(Photo object pointing entries)

★ ★ ★

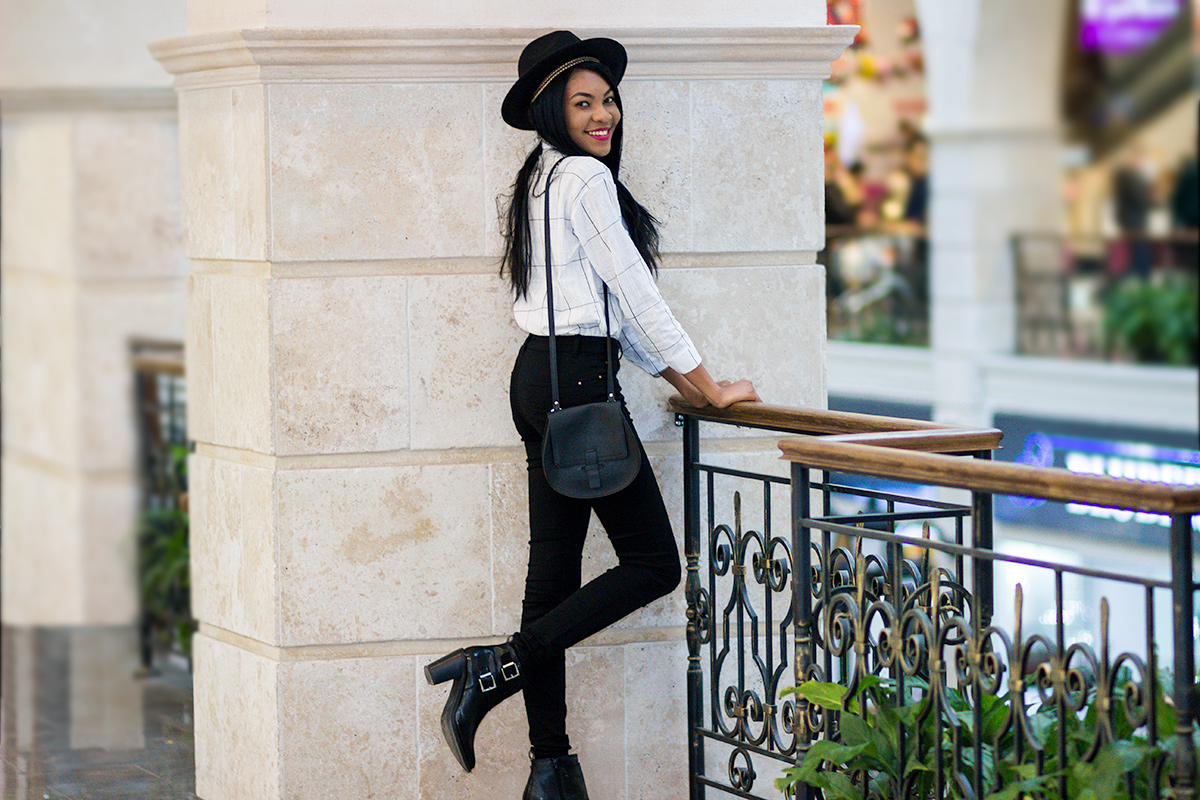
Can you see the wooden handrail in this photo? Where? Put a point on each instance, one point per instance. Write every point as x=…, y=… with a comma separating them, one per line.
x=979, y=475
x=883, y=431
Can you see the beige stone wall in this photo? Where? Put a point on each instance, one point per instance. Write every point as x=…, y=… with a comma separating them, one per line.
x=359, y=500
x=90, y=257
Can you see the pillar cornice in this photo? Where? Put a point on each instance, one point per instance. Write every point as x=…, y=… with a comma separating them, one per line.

★ ★ ★

YOUR INSTRUCTIONS: Please switch every "instance" in these entries to "occurrence" and give all the entries again with nothing else changed, leaving out the pictures.

RESULT OF THIS EXERCISE:
Can you see the wooden handrail in this photo? Where? Put a point on each occurrence, one point per occurrence. Write every point as x=…, y=… with a comma separating them, one per line.
x=979, y=475
x=883, y=431
Can you see the beige stone wall in this photo? Where? Put a point on each occurrence, one point per occurrence. Write every point as x=…, y=… with a comma separating them, one per line.
x=359, y=500
x=90, y=257
Can you see the pillar cornice in this photo? Where? Put a point on each occurrence, one point per occurrence. Write every point as x=…, y=… with a comma separating them, one per line.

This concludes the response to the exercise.